_What is needed_
The required output is the line containing "Where is the dense" followed by every line after it to the end of the listing, each written out exactly.

_Dataset content_
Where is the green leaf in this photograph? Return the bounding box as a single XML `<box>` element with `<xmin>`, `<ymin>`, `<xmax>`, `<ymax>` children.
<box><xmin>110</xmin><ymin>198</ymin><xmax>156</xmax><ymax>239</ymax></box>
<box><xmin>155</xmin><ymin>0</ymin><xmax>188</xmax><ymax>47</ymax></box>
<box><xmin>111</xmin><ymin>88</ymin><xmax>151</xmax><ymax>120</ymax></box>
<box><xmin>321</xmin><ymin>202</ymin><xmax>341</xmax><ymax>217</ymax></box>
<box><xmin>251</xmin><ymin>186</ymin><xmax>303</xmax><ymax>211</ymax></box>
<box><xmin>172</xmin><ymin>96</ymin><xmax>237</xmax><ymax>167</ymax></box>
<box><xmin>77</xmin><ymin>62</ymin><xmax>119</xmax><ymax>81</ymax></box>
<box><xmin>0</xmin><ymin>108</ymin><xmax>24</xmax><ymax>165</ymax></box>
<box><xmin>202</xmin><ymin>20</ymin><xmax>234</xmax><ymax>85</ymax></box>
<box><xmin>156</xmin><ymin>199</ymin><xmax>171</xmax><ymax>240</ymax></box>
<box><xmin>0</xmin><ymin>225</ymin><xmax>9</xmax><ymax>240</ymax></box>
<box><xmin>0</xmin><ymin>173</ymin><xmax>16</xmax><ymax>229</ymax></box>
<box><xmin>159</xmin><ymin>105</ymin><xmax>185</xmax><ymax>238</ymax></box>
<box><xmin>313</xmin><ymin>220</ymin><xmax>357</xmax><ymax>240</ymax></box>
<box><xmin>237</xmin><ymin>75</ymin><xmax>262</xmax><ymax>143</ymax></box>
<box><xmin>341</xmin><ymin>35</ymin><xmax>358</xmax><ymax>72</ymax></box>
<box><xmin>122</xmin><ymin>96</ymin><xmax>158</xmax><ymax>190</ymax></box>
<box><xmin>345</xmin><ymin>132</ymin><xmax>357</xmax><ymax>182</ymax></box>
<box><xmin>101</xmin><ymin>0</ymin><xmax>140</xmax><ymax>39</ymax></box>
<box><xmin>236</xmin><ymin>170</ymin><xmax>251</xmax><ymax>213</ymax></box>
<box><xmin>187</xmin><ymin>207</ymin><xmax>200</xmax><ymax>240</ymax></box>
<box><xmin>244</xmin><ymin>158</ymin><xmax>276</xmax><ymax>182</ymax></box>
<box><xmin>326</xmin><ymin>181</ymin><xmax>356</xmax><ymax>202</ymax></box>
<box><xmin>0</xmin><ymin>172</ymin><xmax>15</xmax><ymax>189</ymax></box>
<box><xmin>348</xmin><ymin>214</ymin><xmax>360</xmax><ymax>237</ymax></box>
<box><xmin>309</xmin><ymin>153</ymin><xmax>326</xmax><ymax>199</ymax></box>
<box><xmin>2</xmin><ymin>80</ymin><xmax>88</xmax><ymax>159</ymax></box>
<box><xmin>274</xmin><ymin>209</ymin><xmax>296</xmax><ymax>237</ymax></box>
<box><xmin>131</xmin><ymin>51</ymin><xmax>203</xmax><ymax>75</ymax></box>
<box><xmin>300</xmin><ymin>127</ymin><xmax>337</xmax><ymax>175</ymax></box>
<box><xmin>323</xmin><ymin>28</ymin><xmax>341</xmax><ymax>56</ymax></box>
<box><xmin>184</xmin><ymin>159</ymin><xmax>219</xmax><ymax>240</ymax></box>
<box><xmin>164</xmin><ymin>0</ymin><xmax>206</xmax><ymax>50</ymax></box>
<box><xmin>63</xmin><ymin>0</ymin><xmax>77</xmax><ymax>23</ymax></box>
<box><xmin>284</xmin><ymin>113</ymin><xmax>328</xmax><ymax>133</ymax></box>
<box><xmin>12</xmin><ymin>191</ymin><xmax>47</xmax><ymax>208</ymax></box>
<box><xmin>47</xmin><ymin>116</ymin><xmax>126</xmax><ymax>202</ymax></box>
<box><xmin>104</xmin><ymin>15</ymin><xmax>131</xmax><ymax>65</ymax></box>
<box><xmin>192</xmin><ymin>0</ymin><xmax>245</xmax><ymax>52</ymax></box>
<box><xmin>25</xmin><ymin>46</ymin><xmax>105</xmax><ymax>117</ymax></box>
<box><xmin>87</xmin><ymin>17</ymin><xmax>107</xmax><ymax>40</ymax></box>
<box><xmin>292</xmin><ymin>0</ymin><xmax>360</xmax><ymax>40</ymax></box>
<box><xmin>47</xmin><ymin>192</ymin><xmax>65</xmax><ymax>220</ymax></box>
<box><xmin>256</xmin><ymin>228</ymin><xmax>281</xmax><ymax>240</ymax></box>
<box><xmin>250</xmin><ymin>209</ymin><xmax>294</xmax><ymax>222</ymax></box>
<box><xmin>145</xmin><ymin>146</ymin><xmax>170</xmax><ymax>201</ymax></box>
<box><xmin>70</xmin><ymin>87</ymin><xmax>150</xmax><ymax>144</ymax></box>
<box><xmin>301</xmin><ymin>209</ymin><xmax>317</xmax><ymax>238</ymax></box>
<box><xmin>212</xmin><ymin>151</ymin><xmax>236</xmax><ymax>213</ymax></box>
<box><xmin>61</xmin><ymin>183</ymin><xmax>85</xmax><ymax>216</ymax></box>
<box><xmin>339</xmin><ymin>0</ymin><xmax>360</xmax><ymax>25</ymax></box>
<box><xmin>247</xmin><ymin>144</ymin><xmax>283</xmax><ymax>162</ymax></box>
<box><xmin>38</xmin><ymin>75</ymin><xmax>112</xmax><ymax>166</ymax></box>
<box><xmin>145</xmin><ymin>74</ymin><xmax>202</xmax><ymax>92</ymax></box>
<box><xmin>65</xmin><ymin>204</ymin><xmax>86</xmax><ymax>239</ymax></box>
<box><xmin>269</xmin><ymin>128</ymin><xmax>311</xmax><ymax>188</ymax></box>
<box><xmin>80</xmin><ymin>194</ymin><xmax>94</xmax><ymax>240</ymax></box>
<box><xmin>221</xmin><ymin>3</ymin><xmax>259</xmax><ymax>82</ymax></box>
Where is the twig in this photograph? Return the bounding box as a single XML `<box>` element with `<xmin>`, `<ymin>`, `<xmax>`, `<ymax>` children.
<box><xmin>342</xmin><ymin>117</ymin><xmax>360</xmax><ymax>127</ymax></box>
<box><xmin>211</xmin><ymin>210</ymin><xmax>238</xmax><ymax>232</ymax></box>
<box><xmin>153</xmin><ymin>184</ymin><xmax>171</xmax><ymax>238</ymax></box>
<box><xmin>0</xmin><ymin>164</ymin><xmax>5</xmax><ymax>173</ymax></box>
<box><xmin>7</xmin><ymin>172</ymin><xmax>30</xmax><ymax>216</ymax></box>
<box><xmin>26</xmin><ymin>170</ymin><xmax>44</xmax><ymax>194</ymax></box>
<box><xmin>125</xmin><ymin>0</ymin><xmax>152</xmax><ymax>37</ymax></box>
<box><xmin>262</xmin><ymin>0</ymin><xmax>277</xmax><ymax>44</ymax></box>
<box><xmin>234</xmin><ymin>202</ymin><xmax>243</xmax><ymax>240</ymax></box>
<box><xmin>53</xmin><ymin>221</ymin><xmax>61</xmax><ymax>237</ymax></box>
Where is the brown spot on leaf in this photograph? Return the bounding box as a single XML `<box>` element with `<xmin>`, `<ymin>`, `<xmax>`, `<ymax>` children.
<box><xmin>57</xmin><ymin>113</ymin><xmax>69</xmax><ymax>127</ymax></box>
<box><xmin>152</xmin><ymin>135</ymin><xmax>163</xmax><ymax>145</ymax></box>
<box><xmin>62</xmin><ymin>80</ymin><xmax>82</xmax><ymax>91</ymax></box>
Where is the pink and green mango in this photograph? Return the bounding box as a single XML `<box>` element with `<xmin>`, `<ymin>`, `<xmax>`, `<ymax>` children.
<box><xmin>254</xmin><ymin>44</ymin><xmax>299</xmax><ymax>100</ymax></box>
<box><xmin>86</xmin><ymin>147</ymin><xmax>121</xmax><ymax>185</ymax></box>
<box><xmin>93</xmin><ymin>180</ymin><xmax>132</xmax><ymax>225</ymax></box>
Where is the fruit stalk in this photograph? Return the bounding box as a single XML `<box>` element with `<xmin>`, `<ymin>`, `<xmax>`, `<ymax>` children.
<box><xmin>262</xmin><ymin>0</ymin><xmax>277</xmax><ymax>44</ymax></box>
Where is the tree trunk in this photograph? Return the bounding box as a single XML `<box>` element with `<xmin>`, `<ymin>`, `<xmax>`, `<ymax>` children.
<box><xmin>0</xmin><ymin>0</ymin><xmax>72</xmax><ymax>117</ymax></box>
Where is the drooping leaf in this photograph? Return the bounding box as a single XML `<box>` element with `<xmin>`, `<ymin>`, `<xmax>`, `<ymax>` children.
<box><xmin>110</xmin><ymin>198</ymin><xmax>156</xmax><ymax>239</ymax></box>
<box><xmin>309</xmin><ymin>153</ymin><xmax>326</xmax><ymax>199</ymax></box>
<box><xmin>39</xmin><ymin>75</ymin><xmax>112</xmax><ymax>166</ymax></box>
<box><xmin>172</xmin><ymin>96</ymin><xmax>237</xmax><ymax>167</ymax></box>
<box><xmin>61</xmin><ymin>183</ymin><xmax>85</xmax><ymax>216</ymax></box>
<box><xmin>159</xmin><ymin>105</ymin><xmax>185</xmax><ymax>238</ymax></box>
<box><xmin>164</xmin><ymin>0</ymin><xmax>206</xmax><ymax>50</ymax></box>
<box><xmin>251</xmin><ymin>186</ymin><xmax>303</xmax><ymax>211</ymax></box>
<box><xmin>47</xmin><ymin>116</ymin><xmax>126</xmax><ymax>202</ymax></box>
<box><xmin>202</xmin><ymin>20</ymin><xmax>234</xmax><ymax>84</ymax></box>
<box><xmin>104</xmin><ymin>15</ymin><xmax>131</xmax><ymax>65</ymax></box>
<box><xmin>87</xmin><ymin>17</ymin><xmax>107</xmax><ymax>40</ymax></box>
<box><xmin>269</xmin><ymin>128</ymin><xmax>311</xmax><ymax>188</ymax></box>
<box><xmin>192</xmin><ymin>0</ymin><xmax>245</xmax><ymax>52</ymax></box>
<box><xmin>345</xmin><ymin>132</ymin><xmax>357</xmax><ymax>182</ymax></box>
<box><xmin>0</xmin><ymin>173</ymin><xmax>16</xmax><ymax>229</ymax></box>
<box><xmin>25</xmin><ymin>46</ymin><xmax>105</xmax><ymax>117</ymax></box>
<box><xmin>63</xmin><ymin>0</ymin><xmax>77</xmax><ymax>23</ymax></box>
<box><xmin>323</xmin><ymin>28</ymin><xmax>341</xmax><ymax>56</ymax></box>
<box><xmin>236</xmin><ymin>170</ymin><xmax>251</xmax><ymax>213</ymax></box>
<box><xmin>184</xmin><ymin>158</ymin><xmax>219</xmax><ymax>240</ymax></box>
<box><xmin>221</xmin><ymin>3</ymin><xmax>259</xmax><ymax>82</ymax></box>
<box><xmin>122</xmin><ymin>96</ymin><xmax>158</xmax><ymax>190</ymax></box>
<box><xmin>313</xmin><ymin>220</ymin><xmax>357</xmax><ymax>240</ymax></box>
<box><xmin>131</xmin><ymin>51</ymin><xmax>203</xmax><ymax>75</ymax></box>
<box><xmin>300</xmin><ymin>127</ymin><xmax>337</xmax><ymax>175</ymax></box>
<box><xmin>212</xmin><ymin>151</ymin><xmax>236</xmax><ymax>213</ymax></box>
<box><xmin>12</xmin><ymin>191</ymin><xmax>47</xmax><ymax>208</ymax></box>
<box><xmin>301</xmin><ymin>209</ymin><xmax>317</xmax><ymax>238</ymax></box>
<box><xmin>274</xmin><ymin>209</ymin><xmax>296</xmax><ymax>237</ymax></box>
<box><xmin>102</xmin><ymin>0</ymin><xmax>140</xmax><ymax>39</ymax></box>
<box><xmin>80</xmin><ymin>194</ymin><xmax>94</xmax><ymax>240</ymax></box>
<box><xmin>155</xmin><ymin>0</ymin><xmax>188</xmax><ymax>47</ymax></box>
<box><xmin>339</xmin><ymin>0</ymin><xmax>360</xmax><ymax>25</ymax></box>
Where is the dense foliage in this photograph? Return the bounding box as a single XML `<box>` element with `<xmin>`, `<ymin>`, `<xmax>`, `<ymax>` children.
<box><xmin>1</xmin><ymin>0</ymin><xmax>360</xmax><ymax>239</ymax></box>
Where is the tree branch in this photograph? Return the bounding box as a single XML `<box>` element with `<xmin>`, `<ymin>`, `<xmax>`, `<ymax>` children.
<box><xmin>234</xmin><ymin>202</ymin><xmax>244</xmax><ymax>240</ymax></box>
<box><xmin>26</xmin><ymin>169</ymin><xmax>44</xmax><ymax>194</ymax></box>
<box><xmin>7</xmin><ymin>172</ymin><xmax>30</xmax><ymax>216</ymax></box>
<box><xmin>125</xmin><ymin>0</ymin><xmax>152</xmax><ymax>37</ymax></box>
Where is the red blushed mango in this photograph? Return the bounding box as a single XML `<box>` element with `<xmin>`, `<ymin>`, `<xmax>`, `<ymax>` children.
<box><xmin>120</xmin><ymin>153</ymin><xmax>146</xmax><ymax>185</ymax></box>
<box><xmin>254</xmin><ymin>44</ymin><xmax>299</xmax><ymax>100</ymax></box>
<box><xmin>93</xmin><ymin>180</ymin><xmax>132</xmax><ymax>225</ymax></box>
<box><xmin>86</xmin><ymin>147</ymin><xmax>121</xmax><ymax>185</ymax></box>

_Answer to the problem_
Where is the dense foliage in this photograph? Return the bounding box as a single XML `<box>` element with `<xmin>`, `<ymin>`, `<xmax>`, `<ymax>` children.
<box><xmin>1</xmin><ymin>0</ymin><xmax>360</xmax><ymax>239</ymax></box>
Where is the tree branch in this photograph? Return the bounding box as a single XML `<box>` element with `<xmin>`, `<ymin>`, `<xmax>`, `<ymax>` children.
<box><xmin>234</xmin><ymin>202</ymin><xmax>244</xmax><ymax>240</ymax></box>
<box><xmin>26</xmin><ymin>169</ymin><xmax>44</xmax><ymax>194</ymax></box>
<box><xmin>7</xmin><ymin>172</ymin><xmax>30</xmax><ymax>216</ymax></box>
<box><xmin>125</xmin><ymin>0</ymin><xmax>152</xmax><ymax>37</ymax></box>
Where is the red blushed mango in this photograph? Return the bounding box as a single XML `<box>` element with `<xmin>`, `<ymin>`, `<xmax>`, `<ymax>` children.
<box><xmin>120</xmin><ymin>153</ymin><xmax>146</xmax><ymax>185</ymax></box>
<box><xmin>254</xmin><ymin>44</ymin><xmax>299</xmax><ymax>100</ymax></box>
<box><xmin>93</xmin><ymin>180</ymin><xmax>132</xmax><ymax>225</ymax></box>
<box><xmin>86</xmin><ymin>147</ymin><xmax>121</xmax><ymax>185</ymax></box>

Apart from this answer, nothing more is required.